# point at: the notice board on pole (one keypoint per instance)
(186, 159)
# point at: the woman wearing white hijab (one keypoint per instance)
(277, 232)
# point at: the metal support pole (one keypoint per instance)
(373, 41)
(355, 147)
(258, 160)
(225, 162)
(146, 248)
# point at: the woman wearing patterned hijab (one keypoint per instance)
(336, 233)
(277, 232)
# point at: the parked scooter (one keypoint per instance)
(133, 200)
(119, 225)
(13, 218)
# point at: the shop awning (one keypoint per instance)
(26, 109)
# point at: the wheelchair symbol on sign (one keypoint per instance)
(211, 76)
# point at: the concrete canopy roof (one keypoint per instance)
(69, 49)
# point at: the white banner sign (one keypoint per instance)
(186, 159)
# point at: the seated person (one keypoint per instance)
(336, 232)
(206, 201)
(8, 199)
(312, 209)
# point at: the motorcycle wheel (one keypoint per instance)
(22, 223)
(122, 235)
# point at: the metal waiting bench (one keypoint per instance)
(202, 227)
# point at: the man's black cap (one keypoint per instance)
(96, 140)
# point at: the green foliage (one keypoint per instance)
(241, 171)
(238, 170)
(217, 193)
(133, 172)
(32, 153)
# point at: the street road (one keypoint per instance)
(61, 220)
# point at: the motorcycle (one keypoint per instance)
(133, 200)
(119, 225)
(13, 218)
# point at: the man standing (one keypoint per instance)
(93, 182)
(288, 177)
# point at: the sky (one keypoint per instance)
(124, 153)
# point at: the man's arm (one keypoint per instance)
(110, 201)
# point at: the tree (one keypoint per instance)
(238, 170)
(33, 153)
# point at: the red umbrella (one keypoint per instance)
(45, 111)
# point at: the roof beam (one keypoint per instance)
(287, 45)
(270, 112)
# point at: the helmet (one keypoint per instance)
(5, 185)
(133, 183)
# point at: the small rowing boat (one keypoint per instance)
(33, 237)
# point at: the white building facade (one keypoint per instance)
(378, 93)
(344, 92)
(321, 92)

------------------------------------------------

- _TO DO_
Your task is to repeat the data exactly; please include every line.

- _WRITTEN RESPONSE_
# point at: the notice board on pole (one keypoint per instance)
(186, 159)
# point at: the woman wearing white hijab (one keypoint per instance)
(277, 232)
# point at: the metal support pole (one keypoint per instance)
(373, 41)
(355, 147)
(258, 160)
(225, 162)
(146, 248)
# point at: the woman wearing patterned hijab (one keypoint per instance)
(336, 233)
(277, 232)
# point at: the parked scooter (one keypoint per instance)
(133, 200)
(119, 225)
(13, 218)
# point at: the shop awning (one keypoint per instance)
(26, 109)
# point at: the wheelchair symbol on sign (one keypoint per instance)
(211, 76)
# point at: the concrete canopy roof (one keypoint per instance)
(69, 49)
# point at: the white banner sign (one keypoint per instance)
(186, 159)
# point at: the seated person (one keypoint per instance)
(336, 232)
(206, 201)
(8, 199)
(312, 209)
# point at: the motorcycle wheel (one keypoint per instance)
(22, 223)
(122, 235)
# point at: the metal waiting bench (one keypoint per instance)
(202, 227)
# point at: the man's black cap (one keypoint per instance)
(96, 140)
# point at: the green foliage (one keypoint per instance)
(241, 171)
(238, 170)
(217, 193)
(133, 172)
(32, 153)
# point at: the street road (one keypoint per instance)
(61, 220)
# point at: the motorcycle (one keypoint per instance)
(133, 200)
(119, 225)
(13, 218)
# point at: the man standing (one keypoint per instance)
(93, 182)
(288, 177)
# point at: the sky (one keypoint per instance)
(124, 153)
# point at: the man's arm (one keypoint per instance)
(110, 201)
# point at: the tree (one keypoint per instance)
(238, 170)
(33, 153)
# point at: the red umbrella (one keypoint per instance)
(45, 111)
# point at: the roof beam (one keypoint per instance)
(287, 45)
(270, 112)
# point at: the helmet (one keypoint per instance)
(5, 185)
(133, 183)
# point at: the small rowing boat (one keypoint per instance)
(33, 237)
# point at: the white building facade (one keypoint per instance)
(378, 93)
(344, 92)
(321, 92)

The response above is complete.